- _Instruction_: Update the lines from the one containing "mangosteen. Write your answer below." through the one containing "[0,8,58,43]", inclusive, changing "young leaf" to "new leaf" and leaving everything else as it is. Give only those lines.

- _Material to process_:
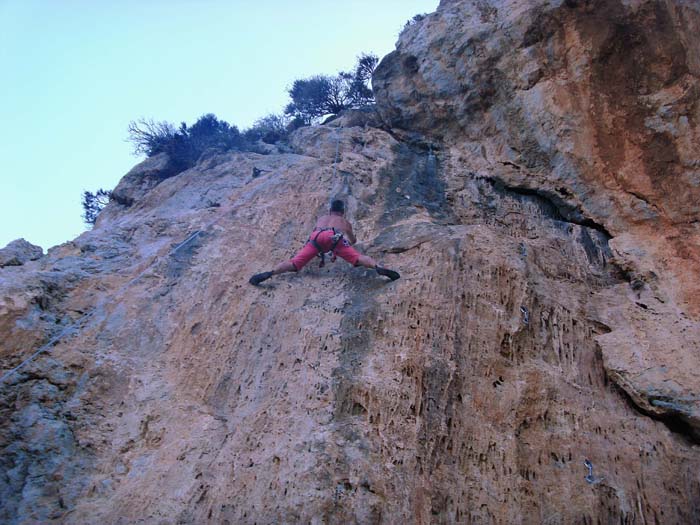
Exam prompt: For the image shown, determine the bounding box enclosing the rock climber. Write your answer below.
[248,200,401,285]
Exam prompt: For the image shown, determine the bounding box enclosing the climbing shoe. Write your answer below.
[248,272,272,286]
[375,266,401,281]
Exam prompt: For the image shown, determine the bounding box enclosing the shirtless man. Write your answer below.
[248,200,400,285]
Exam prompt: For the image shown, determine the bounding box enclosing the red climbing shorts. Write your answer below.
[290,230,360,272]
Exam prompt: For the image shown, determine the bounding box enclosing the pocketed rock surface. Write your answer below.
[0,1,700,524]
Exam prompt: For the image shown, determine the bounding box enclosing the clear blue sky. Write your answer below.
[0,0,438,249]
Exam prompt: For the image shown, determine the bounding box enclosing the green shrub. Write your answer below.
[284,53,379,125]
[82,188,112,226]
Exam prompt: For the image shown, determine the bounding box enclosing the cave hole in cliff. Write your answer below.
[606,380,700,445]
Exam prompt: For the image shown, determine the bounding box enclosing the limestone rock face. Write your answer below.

==

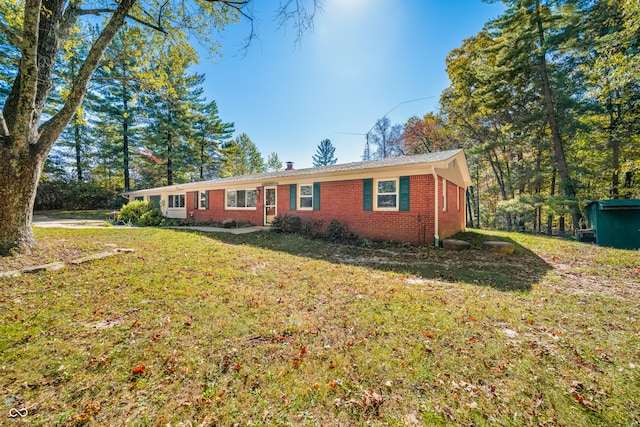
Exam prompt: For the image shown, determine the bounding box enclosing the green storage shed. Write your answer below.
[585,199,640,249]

* * *

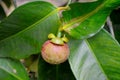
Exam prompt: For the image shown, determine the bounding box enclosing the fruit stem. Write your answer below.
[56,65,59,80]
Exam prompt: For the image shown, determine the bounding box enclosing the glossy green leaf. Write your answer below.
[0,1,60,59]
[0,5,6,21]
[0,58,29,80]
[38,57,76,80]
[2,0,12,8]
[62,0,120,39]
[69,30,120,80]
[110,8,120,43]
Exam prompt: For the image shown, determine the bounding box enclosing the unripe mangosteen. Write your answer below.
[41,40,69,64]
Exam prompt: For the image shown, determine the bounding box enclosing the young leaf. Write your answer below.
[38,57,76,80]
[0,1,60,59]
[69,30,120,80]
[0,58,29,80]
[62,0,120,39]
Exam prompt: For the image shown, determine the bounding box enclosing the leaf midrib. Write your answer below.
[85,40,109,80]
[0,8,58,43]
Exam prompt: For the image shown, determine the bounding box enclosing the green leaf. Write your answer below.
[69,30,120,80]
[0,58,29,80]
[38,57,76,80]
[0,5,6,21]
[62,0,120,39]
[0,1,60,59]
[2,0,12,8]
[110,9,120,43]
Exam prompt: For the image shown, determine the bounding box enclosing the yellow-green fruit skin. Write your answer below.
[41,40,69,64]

- _Final result_:
Exam prompt: For the image shown, determine the bounding box enclosing the unripe mangosteen. Write your answer below.
[41,40,69,64]
Exam prompt: For the image shown, determine the bounding box enclosing the new leaf. Write your answer below.
[38,57,76,80]
[0,1,60,59]
[69,30,120,80]
[0,58,29,80]
[62,0,120,39]
Exam prompt: For the image shown, determine the bounding box enclosing the leaf midrib. Write your answer below.
[85,40,109,80]
[0,8,58,43]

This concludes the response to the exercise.